==== DATA FOR ANALYSIS

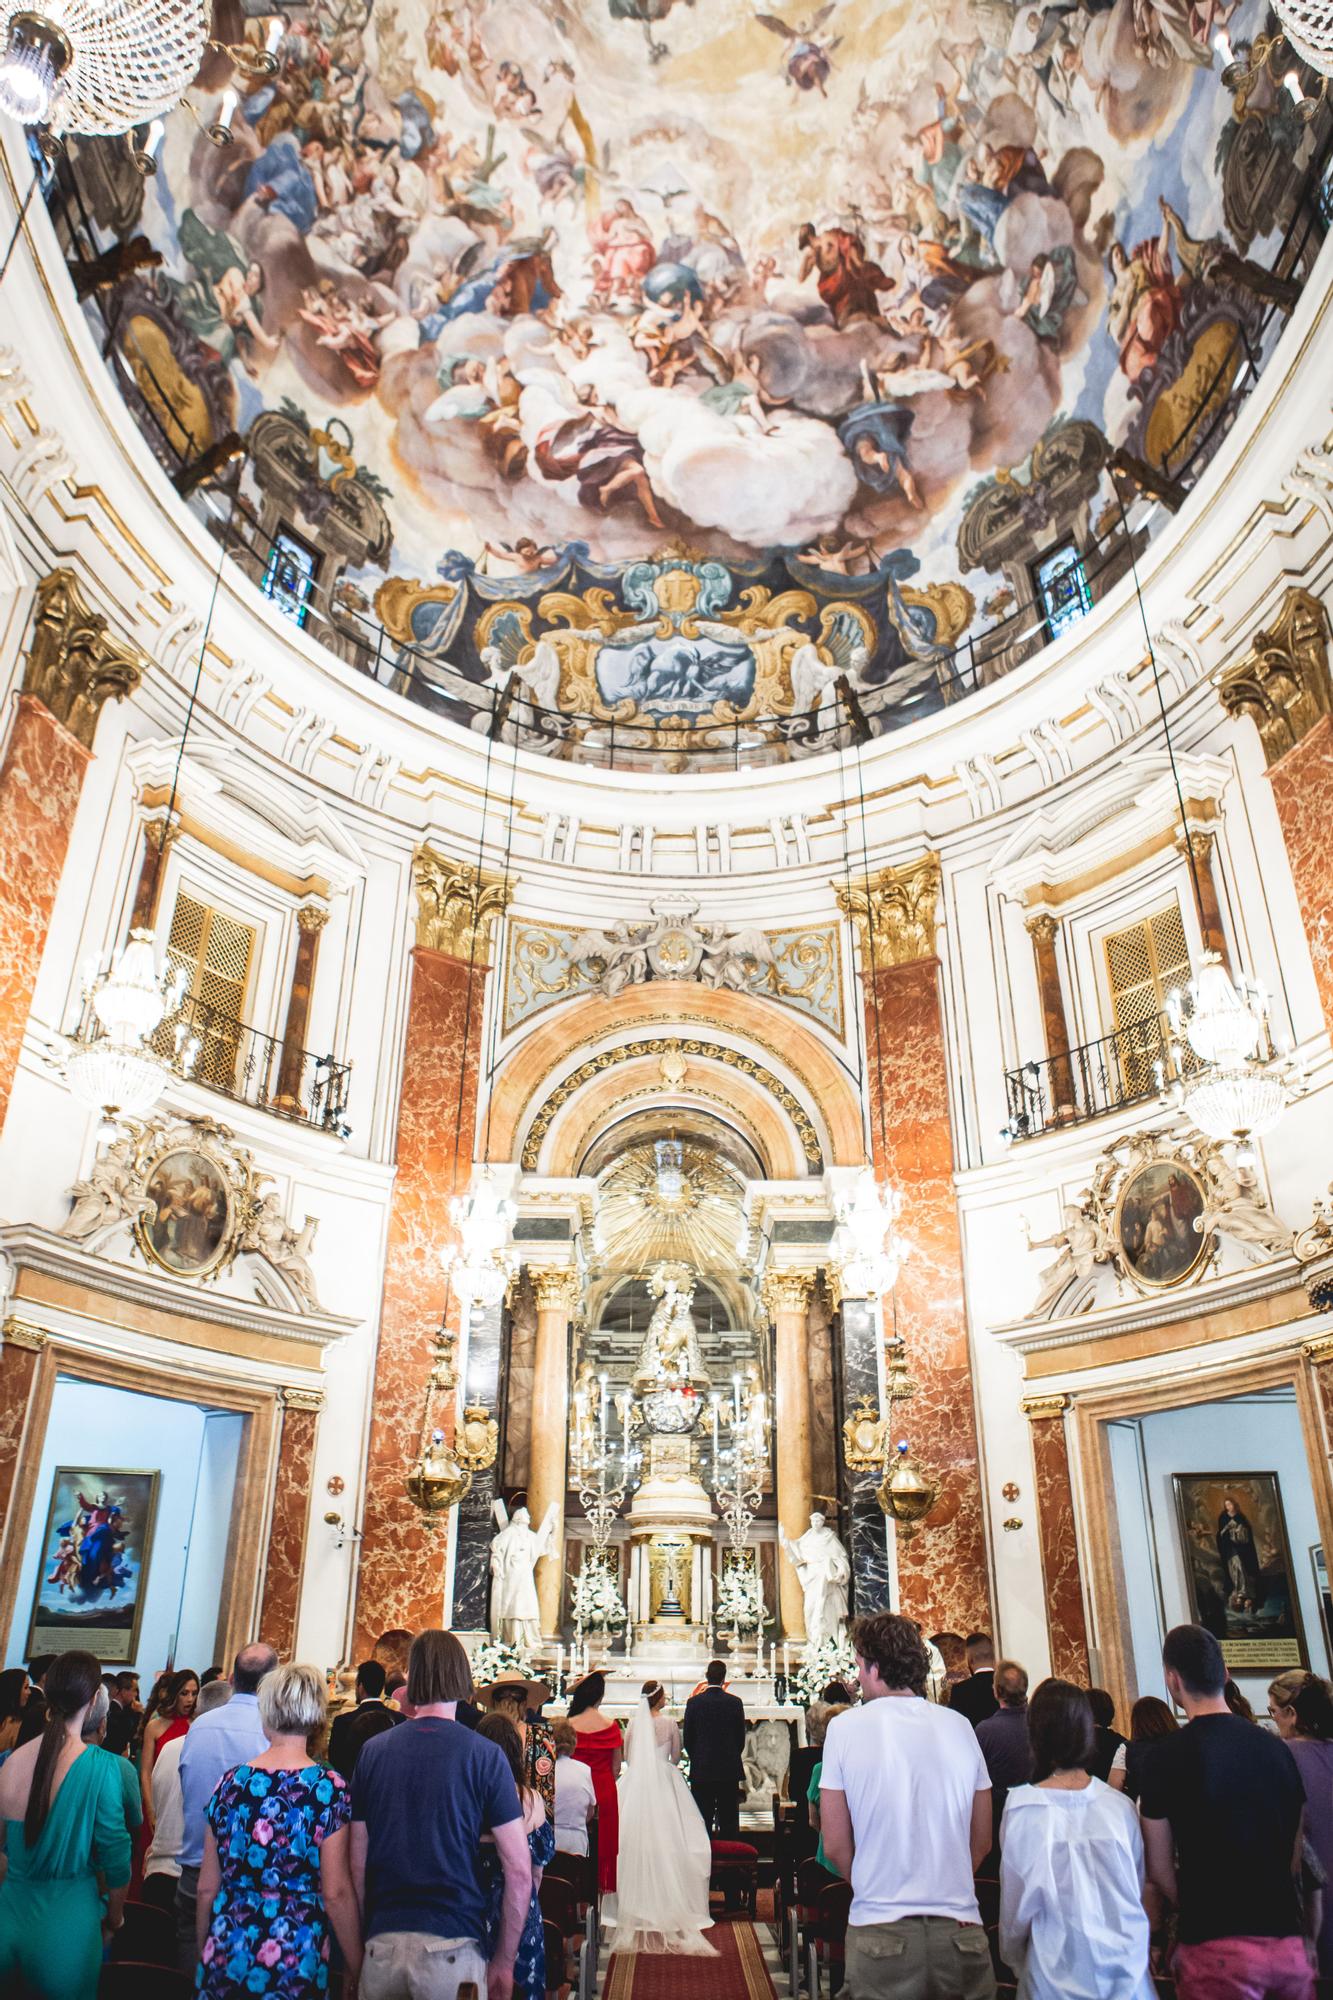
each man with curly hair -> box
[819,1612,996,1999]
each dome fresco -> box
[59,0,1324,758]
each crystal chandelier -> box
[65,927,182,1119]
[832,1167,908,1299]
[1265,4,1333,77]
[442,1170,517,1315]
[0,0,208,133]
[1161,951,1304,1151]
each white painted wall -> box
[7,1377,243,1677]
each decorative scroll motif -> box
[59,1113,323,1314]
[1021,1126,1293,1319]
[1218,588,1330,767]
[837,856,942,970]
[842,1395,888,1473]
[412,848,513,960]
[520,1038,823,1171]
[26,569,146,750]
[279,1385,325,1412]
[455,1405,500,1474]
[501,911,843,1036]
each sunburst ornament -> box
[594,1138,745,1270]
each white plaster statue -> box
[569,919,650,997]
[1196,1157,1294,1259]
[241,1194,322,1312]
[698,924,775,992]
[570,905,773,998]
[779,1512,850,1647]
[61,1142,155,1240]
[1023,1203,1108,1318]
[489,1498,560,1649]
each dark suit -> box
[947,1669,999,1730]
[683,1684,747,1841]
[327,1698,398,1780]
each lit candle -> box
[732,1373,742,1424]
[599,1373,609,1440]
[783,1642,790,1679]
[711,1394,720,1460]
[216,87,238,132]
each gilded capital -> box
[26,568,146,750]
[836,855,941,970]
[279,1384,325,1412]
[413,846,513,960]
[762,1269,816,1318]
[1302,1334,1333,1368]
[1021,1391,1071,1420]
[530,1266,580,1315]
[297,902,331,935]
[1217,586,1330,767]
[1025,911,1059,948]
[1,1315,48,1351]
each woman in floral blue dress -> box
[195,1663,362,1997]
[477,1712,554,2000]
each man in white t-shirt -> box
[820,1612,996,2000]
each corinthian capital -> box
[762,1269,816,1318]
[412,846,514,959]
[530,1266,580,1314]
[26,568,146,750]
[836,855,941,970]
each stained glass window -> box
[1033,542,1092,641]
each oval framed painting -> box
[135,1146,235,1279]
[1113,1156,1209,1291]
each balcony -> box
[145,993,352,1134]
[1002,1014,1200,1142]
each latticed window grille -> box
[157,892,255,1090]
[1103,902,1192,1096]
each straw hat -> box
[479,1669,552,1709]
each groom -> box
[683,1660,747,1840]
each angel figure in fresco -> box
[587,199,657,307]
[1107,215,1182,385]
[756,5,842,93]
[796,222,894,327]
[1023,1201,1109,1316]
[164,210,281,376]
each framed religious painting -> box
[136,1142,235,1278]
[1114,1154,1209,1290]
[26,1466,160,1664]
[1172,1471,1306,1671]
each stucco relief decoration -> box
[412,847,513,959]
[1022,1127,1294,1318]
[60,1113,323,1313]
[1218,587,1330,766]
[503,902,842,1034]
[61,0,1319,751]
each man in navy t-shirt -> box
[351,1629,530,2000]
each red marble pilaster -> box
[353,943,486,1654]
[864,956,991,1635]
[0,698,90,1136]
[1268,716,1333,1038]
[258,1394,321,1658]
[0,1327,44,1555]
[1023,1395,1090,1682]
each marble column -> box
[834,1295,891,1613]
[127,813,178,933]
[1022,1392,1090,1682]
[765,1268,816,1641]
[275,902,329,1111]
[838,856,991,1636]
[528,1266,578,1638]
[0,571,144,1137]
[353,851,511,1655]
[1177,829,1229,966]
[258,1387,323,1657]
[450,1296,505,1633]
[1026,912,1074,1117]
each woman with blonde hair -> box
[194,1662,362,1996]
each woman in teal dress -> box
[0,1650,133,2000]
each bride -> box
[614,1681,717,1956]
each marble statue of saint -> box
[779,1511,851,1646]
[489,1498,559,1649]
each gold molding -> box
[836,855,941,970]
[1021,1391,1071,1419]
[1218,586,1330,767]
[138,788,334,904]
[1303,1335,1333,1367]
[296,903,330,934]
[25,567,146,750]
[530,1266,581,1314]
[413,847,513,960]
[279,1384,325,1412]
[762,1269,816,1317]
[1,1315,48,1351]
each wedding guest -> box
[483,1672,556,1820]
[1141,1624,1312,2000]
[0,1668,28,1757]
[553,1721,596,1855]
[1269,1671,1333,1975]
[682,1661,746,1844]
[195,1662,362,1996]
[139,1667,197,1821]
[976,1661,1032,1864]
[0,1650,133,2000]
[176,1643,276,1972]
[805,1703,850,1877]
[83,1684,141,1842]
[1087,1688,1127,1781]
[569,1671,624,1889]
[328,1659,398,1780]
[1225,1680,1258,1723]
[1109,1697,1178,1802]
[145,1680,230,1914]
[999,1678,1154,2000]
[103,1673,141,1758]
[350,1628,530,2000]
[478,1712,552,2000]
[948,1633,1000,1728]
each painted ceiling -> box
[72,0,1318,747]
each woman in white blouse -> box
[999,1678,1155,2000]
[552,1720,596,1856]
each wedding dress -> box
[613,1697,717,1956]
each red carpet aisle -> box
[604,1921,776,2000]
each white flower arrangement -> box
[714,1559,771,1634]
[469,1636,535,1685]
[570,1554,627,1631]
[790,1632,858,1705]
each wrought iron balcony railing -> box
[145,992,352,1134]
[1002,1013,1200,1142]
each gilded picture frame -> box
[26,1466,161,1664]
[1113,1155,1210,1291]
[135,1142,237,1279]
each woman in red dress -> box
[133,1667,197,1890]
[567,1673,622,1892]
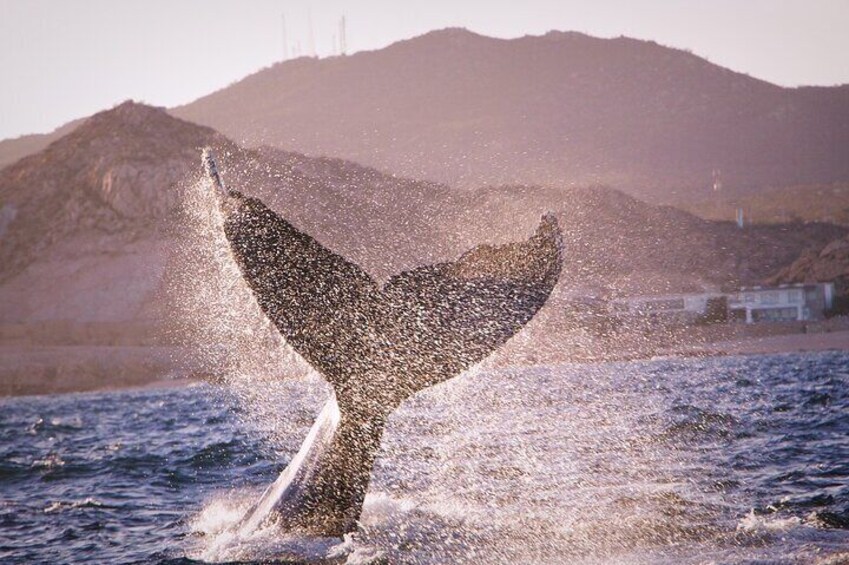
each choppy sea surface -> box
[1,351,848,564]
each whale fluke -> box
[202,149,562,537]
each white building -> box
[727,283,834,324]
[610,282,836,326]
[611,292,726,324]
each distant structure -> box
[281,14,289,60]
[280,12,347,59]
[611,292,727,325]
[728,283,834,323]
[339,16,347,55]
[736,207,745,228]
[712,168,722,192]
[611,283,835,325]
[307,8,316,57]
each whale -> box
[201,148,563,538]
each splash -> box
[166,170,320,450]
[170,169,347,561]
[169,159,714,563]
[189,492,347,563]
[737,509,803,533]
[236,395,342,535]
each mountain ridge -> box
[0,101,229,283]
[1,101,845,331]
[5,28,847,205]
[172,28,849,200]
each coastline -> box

========

> _PROBLEM TO SOLVE_
The records above are to be repeated exactly, with every picture removed from the copy.

> _RESPONSE TO THIS EXERCISE_
each man with curly hair -> box
[819,1612,996,1999]
each dome fresco -> box
[59,0,1324,758]
each crystal chandelier -> box
[65,927,182,1119]
[832,1167,908,1299]
[1265,4,1333,77]
[442,1170,517,1315]
[0,0,208,133]
[1161,951,1304,1151]
each white painted wall -> box
[7,1377,243,1677]
each decorative scroll motif -> box
[59,1113,323,1314]
[1021,1126,1293,1319]
[1218,588,1330,767]
[837,856,942,970]
[842,1395,888,1473]
[412,848,513,960]
[520,1038,823,1171]
[26,569,146,750]
[279,1385,325,1412]
[455,1405,500,1474]
[501,911,843,1036]
each sunburst ornament -> box
[594,1138,745,1270]
each white plaster statue -> box
[569,919,650,997]
[1196,1157,1294,1259]
[241,1194,322,1312]
[698,924,775,992]
[570,905,773,998]
[779,1512,850,1647]
[61,1142,155,1240]
[1023,1203,1108,1318]
[489,1498,560,1649]
each dark suit -> box
[947,1669,999,1730]
[683,1684,747,1841]
[327,1698,398,1780]
each lit candle -> box
[732,1373,742,1424]
[599,1373,609,1440]
[783,1642,790,1679]
[711,1394,720,1460]
[216,87,238,132]
each gilded capital -> box
[26,568,146,750]
[836,855,941,970]
[279,1384,325,1412]
[413,846,513,960]
[762,1269,816,1318]
[1302,1334,1333,1368]
[1021,1391,1071,1420]
[530,1266,580,1315]
[297,902,331,935]
[1217,586,1330,767]
[1025,911,1059,948]
[1,1315,48,1351]
each woman in floral blue dress -> box
[195,1663,362,1997]
[477,1712,554,2000]
each man in white t-shirt -> box
[820,1612,996,2000]
each corinthian capital -> box
[762,1269,816,1318]
[412,846,514,959]
[530,1266,580,1314]
[26,568,146,750]
[836,855,941,970]
each stained glass window -> box
[1033,542,1092,641]
each oval framed painting -> box
[135,1146,235,1279]
[1113,1156,1209,1291]
each balcony -> box
[145,993,352,1134]
[1002,1014,1200,1142]
each latticed window grille -> box
[157,892,255,1090]
[1103,902,1192,1096]
each straw hat -> box
[479,1669,552,1709]
each groom -> box
[683,1660,747,1840]
each angel figure in fresco -> box
[587,199,657,307]
[1107,215,1182,385]
[756,5,842,93]
[796,222,894,327]
[1023,1201,1109,1316]
[164,210,281,376]
each framed religious painting -> box
[136,1142,235,1278]
[1114,1154,1209,1290]
[26,1466,160,1664]
[1172,1471,1306,1671]
each stucco relief decoration -> box
[412,847,513,959]
[1022,1127,1294,1318]
[60,1113,323,1313]
[1218,587,1330,766]
[503,902,842,1034]
[61,0,1319,751]
each man in navy t-shirt -> box
[351,1629,530,2000]
each red marble pilaster -> box
[353,943,486,1654]
[864,956,991,1635]
[0,698,90,1136]
[1268,716,1333,1038]
[258,1394,321,1658]
[0,1327,44,1555]
[1023,1395,1090,1682]
each marble column -> box
[834,1295,891,1613]
[127,813,178,933]
[1022,1392,1090,1682]
[765,1268,816,1641]
[275,902,329,1111]
[838,856,991,1636]
[528,1266,578,1638]
[0,571,144,1137]
[353,851,511,1655]
[1177,829,1229,966]
[258,1387,323,1657]
[450,1296,505,1633]
[1026,912,1074,1117]
each woman with blonde hair -> box
[194,1662,362,1996]
each woman in teal dress -> box
[0,1650,133,2000]
each bride -> box
[614,1681,717,1956]
each marble statue of saint -> box
[779,1511,851,1646]
[489,1498,559,1649]
each gold molding -> box
[836,855,941,970]
[1021,1391,1071,1419]
[1218,586,1330,767]
[138,788,334,904]
[1303,1335,1333,1367]
[296,903,330,934]
[25,567,146,750]
[530,1266,581,1314]
[413,847,513,960]
[279,1384,325,1412]
[762,1269,816,1317]
[1,1315,48,1351]
each wedding guest -> box
[483,1672,556,1820]
[1141,1624,1312,2000]
[0,1668,28,1757]
[553,1721,596,1855]
[1269,1671,1333,1975]
[682,1661,746,1844]
[195,1662,362,1996]
[139,1667,197,1821]
[976,1661,1032,1864]
[0,1650,133,2000]
[176,1643,276,1972]
[805,1703,850,1877]
[83,1684,141,1842]
[1087,1688,1127,1781]
[569,1671,624,1889]
[328,1659,398,1780]
[1225,1680,1258,1723]
[1109,1697,1178,1802]
[145,1680,230,1914]
[999,1678,1154,2000]
[103,1673,141,1758]
[350,1628,530,2000]
[478,1712,552,2000]
[948,1633,1000,1728]
each painted ceiling -> box
[72,0,1318,747]
each woman in white blouse -> box
[999,1678,1155,2000]
[552,1720,596,1856]
each wedding dress -> box
[613,1697,717,1956]
each red carpet aisle -> box
[604,1921,776,2000]
each white flower arrangement -> box
[714,1559,771,1634]
[469,1636,535,1685]
[570,1554,627,1631]
[790,1632,858,1705]
each wrought iron balcony railing -> box
[145,992,352,1134]
[1002,1013,1200,1142]
each gilded picture frame -> box
[26,1466,161,1664]
[1113,1155,1210,1291]
[135,1142,237,1279]
each woman in red dress -> box
[133,1667,197,1890]
[567,1673,622,1892]
each choppy sea surface -> box
[1,351,848,564]
each whale fluke -> box
[202,149,562,537]
each white building -> box
[727,283,834,324]
[610,282,836,326]
[611,292,726,324]
each distant structure -> box
[281,14,289,60]
[280,12,347,59]
[611,292,727,325]
[728,283,834,323]
[339,16,347,55]
[736,207,745,228]
[712,168,722,192]
[611,283,835,325]
[307,8,316,57]
each whale -> box
[201,148,563,538]
each splash -> box
[166,170,320,450]
[170,169,347,561]
[169,159,714,563]
[189,492,347,563]
[737,509,803,533]
[236,395,342,535]
each mountain ridge -> box
[0,101,229,283]
[1,101,845,331]
[5,28,847,205]
[172,28,849,200]
each coastline -> box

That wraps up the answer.